- [Goals]
1. Answer these questions about the while-loop thread, one per line: (a) What output does the asker report? (b) According to the first answer, which variable i does the loop condition check? (c) What verb does the second answer use for what int i = 100 does to int i = 3?
2. Decide whether each statement agrees with the while-loop thread. Answer yes or no, and quote the words from the thread that settle it.
(a) The asker's program sets i to 3 in main().
(b) After int i=100; was changed to i=100; the loop ran only twice.
(c) The second answer names a realistic case where code like this would be needed.

- [Supplied passage]
==============================
问题
according to me following while loop should be infinite but it runs only thrice
main()
{
int i=3;
while(i--)
{
int i=100;
i--;
printf("%d..",i);
}
}
it outputs 99..99..99
but according to me it should run infinite times as every time control enters while loop it gets value 100.so it will never reach zero.
just to experiment i replaced int i=100; with i=100; in side the while loop and now it runs infinite times..WHY???
回答1:
The variable i that checks the condition is the one you declared in main() not the one inside the loop.
Both are different variables you are confusing them as one, the compiler doesn't get confused as easily as you were.
Inside the loop i refers to the one you declared inside the { } but outside the { } the i refers to the one declared in main()
回答2:
The variable i in while(i--) is different from the variable i defined inside the loop.
Basically int i = 100 shadows the previous int i = 3 and inside the block of the while you're referring to a new variable.
At the end of the day, I find no plausible scenario where you would need to do something like this.
回答3:
while(i--)
{
int i=100; // gets created every time the loop is entered
i--;
printf("%d..",i);
} // the i in the loop keeps getting destroyed here
Why dont you also try:
while(i--)
==============================
- [Raw data]
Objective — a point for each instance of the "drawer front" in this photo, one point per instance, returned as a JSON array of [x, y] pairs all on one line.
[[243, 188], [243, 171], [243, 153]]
==============================
- [Solved tasks]
1.
(a) 99..99..99
(b) The one declared in main(), not the one inside the loop.
(c) Shadows.

2.
(a) Yes: "int i=3;"
(b) No: "now it runs infinite times"
(c) No: "I find no plausible scenario where you would need to do something like this."